Information given:

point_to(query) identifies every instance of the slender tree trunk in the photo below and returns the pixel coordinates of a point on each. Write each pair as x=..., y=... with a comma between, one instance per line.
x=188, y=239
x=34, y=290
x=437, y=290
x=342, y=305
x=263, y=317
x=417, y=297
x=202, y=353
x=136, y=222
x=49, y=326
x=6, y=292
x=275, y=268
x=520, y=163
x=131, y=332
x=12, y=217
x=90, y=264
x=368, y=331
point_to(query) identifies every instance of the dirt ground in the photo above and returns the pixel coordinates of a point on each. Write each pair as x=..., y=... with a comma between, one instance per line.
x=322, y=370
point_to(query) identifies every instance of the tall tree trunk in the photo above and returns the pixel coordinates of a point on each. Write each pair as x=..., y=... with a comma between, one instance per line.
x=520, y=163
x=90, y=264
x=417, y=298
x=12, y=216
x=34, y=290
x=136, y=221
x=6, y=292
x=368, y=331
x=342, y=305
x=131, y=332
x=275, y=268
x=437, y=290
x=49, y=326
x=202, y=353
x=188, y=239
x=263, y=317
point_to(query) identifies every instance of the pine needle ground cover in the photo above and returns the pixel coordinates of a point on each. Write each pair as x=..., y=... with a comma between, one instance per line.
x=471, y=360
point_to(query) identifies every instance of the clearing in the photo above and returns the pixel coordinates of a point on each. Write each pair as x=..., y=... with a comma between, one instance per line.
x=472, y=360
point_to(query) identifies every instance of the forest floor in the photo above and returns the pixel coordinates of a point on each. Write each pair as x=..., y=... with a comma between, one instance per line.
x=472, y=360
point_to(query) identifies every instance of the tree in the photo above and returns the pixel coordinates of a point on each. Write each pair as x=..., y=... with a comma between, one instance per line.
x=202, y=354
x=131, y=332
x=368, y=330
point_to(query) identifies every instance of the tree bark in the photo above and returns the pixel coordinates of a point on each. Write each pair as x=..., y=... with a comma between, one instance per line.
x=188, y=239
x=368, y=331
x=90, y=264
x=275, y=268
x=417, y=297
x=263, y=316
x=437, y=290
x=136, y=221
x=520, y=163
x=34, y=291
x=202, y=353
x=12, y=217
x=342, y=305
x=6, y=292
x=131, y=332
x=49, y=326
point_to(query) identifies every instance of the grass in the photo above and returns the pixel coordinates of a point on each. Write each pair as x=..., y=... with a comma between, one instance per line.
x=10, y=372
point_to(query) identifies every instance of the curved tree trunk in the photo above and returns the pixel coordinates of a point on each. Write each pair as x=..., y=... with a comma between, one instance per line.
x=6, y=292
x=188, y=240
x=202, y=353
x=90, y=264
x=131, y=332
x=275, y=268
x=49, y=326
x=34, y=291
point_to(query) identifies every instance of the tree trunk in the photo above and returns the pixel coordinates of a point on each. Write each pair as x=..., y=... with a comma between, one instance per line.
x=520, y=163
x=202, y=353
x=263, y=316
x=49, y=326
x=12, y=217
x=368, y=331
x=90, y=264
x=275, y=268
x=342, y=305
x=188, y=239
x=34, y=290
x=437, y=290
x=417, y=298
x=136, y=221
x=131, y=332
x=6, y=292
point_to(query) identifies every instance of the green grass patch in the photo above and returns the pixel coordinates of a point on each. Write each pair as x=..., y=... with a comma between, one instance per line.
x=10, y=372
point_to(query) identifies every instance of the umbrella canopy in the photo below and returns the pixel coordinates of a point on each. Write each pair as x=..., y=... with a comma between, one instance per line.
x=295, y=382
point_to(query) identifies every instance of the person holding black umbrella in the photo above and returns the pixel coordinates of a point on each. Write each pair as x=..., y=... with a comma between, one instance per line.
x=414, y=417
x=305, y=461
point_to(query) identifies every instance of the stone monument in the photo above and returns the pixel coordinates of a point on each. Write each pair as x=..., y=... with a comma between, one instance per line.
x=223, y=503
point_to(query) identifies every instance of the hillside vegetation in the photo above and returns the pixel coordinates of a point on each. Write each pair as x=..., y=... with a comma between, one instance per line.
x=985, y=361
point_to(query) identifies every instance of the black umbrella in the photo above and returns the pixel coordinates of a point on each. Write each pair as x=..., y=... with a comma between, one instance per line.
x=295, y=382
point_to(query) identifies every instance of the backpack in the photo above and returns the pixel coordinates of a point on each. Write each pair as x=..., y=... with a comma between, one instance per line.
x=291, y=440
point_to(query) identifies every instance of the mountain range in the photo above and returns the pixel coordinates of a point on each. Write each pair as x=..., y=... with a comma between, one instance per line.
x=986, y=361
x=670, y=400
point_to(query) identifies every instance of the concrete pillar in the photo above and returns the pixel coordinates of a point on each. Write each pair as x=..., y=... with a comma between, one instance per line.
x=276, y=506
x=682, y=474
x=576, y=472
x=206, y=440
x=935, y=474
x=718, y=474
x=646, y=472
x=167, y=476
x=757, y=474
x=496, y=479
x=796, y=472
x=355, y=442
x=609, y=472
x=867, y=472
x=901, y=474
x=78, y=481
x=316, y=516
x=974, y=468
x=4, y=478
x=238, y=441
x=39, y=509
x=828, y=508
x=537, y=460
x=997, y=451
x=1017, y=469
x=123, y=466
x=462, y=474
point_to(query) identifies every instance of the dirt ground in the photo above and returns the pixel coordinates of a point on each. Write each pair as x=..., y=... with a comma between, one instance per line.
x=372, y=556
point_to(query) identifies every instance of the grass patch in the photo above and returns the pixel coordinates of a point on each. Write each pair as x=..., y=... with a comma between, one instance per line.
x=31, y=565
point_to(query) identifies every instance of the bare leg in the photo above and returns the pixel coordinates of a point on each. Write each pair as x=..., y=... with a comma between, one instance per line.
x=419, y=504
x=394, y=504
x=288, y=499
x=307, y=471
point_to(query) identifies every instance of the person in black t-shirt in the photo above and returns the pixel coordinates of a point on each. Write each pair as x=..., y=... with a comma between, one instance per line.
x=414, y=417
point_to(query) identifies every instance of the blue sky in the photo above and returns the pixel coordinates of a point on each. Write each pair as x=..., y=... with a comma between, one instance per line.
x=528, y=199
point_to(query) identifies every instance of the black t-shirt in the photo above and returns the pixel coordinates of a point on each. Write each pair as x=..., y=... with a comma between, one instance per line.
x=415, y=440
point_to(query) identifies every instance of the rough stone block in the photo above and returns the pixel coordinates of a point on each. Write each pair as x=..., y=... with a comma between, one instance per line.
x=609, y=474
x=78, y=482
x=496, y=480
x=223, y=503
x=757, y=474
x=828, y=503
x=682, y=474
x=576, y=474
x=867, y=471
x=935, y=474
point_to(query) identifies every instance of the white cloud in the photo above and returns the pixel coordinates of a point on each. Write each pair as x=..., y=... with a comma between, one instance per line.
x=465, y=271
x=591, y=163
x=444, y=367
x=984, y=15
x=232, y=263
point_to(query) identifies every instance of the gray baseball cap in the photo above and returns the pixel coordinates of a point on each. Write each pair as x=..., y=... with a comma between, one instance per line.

Exercise aim:
Lay out every one of the records above as a numbered list, leaving out any blank lines.

Right answer:
1. point_to(query) identifies every instance of the slender tree trunk in the photo below and returns the pixel coordinates of a point on each. Write each pair as x=..., y=... with a comma between, one instance per line.
2. x=188, y=239
3. x=34, y=290
4. x=437, y=290
5. x=342, y=305
6. x=263, y=317
7. x=417, y=297
8. x=202, y=353
9. x=136, y=222
10. x=49, y=326
11. x=6, y=292
12. x=275, y=268
13. x=520, y=163
14. x=131, y=332
15. x=12, y=217
16. x=90, y=264
17. x=368, y=331
18. point_to(query) identifies every instance of the dirt ground in the photo above and returns the pixel coordinates of a point on each. Write each pair as x=..., y=... with a comma between, one instance per line.
19. x=322, y=370
20. point_to(query) identifies every instance of the tall tree trunk in the photo above and returns the pixel coordinates of a point on each. Write each pair as x=..., y=... with a comma between, one instance per line.
21. x=520, y=163
22. x=90, y=264
23. x=417, y=298
24. x=12, y=216
25. x=34, y=290
26. x=136, y=221
27. x=6, y=292
28. x=368, y=331
29. x=342, y=305
30. x=131, y=332
31. x=275, y=268
32. x=437, y=290
33. x=49, y=326
34. x=202, y=353
35. x=188, y=239
36. x=263, y=317
37. point_to(query) identifies every instance of the pine needle ground cover in the photo above and returns the pixel coordinates of a point on each. Write each pair as x=..., y=... with a comma between, one instance per line.
38. x=471, y=360
39. point_to(query) identifies every instance of the clearing in the photo above and returns the pixel coordinates of a point on each. Write each pair as x=..., y=... with a comma between, one instance per line.
40. x=472, y=360
41. point_to(query) identifies every instance of the forest floor in the photo above and returns the pixel coordinates of a point on each. Write each pair as x=..., y=... with a comma between, one instance per line.
42. x=472, y=360
43. point_to(query) identifies every instance of the tree in the photo above and returns the pixel coordinates of a point on each. Write each pair as x=..., y=... with a comma between, one instance per line.
44. x=202, y=354
45. x=131, y=332
46. x=368, y=330
47. point_to(query) identifies every instance of the tree bark in the photo above and returns the pixel coordinates of a point on each. Write each pair as x=..., y=... with a comma between, one instance per line.
48. x=188, y=239
49. x=368, y=331
50. x=90, y=264
51. x=275, y=268
52. x=417, y=297
53. x=263, y=316
54. x=437, y=290
55. x=136, y=221
56. x=520, y=163
57. x=34, y=291
58. x=202, y=353
59. x=12, y=217
60. x=342, y=305
61. x=6, y=292
62. x=131, y=332
63. x=49, y=326
64. point_to(query) identifies every instance of the grass in the photo above and returns the pixel coordinates of a point on each. Write each pair as x=..., y=... with a comma between, one instance per line.
65. x=10, y=372
66. point_to(query) identifies every instance of the curved tree trunk in the photo above and returns the pixel coordinates of a point on each. Write each pair as x=..., y=... with a comma between, one instance per line.
67. x=6, y=292
68. x=188, y=240
69. x=202, y=353
70. x=90, y=264
71. x=131, y=332
72. x=275, y=268
73. x=49, y=326
74. x=34, y=291
75. point_to(query) identifies every instance of the tree trunk in the photo above and returns the pixel coordinates of a point on each. Write each pair as x=..., y=... with a comma between, one instance per line.
76. x=520, y=163
77. x=202, y=353
78. x=263, y=316
79. x=49, y=326
80. x=12, y=217
81. x=368, y=331
82. x=90, y=264
83. x=275, y=268
84. x=342, y=305
85. x=188, y=239
86. x=34, y=290
87. x=437, y=290
88. x=417, y=298
89. x=136, y=221
90. x=131, y=332
91. x=6, y=292
92. point_to(query) identifies every instance of the green grass patch in the photo above and returns the pixel coordinates of a point on each. Write each pair as x=..., y=... with a comma between, one instance per line.
93. x=10, y=372
94. point_to(query) identifies every instance of the umbrella canopy in the photo below and returns the pixel coordinates of a point on each. Write each pair as x=..., y=... with a comma between, one instance per line.
95. x=295, y=382
96. point_to(query) identifies every instance of the person holding black umbrella in the photo above and returns the pixel coordinates of a point on each. Write each pair as x=..., y=... with a comma between, one instance per line.
97. x=414, y=417
98. x=305, y=461
99. point_to(query) identifies every instance of the stone monument in the photo above and returns the pixel coordinates of a point on each. Write each pair as x=..., y=... with a comma between, one instance per line.
100. x=223, y=503
101. point_to(query) identifies every instance of the hillside vegetation in the photo above and returns the pixel coordinates of a point on each. Write each pair as x=..., y=... with a comma between, one instance per line.
102. x=985, y=361
103. point_to(query) identifies every instance of the black umbrella in the photo above and returns the pixel coordinates of a point on each. Write each pair as x=..., y=... with a comma between, one instance per line.
104. x=295, y=382
105. point_to(query) identifies every instance of the backpack in the photo above and returns the pixel coordinates of a point on each. Write each pair as x=..., y=... with a comma between, one instance per line.
106. x=291, y=440
107. point_to(query) identifies every instance of the mountain range in the photo above and returns the pixel coordinates of a point on each. Write each pair as x=..., y=... with a comma between, one instance per line.
108. x=986, y=361
109. x=670, y=400
110. point_to(query) identifies every instance of the concrete pillar in the photo above and returns the pixel coordinates of a point on each. Write each pair as x=..., y=... with a comma between, one instance per line.
111. x=276, y=506
112. x=682, y=474
113. x=576, y=472
114. x=206, y=440
115. x=935, y=474
116. x=718, y=474
117. x=646, y=472
118. x=167, y=476
119. x=757, y=474
120. x=496, y=479
121. x=796, y=472
122. x=355, y=442
123. x=609, y=472
124. x=867, y=472
125. x=901, y=474
126. x=78, y=481
127. x=316, y=516
128. x=974, y=468
129. x=4, y=478
130. x=238, y=441
131. x=39, y=509
132. x=828, y=508
133. x=537, y=460
134. x=997, y=451
135. x=1017, y=469
136. x=123, y=466
137. x=462, y=474
138. point_to(query) identifies every instance of the dirt ground in the photo above and returns the pixel coordinates of a point on each. Write each pair as x=..., y=... with a comma between, one instance per line.
139. x=372, y=556
140. point_to(query) identifies every instance of the grass patch in the photo above and returns the pixel coordinates of a point on each. Write each pair as x=..., y=... with a comma between, one instance per line.
141. x=31, y=565
142. point_to(query) identifies every instance of the bare leg in the photo above and returns the pixel coordinates of a point on each. Write each pair as x=..., y=... with a comma between, one instance per line.
143. x=419, y=504
144. x=394, y=504
145. x=288, y=499
146. x=307, y=471
147. point_to(query) identifies every instance of the person in black t-shirt in the photo above and returns the pixel coordinates of a point on each. Write each pair as x=..., y=... with a comma between, one instance per line.
148. x=414, y=417
149. point_to(query) identifies every instance of the blue sky in the photo above and returns the pixel coordinates of a point on each. Write each pair as x=..., y=... with a comma between, one instance per line.
150. x=528, y=199
151. point_to(query) identifies every instance of the black t-shirt in the photo above and returns the pixel coordinates of a point on each. Write each pair as x=..., y=... with a comma between, one instance per line.
152. x=415, y=440
153. point_to(query) identifies every instance of the rough stone block in the photo above and returns the pixel coordinates of a point on each. Write each pair as x=..., y=... with a comma between, one instance per line.
154. x=609, y=474
155. x=78, y=482
156. x=496, y=480
157. x=223, y=503
158. x=757, y=474
159. x=828, y=503
160. x=682, y=474
161. x=576, y=474
162. x=867, y=471
163. x=935, y=474
164. point_to(query) identifies every instance of the white cloud in the photo above and returns the pixel coordinates of a point on each. Write each pair as x=..., y=... with a comma between, one instance per line.
165. x=465, y=271
166. x=591, y=163
167. x=444, y=367
168. x=984, y=15
169. x=232, y=263
170. point_to(query) identifies every instance of the gray baseball cap in the photo above and returns the pixel coordinates of a point on each. Write each pair as x=..., y=... with a comma between, one instance per line.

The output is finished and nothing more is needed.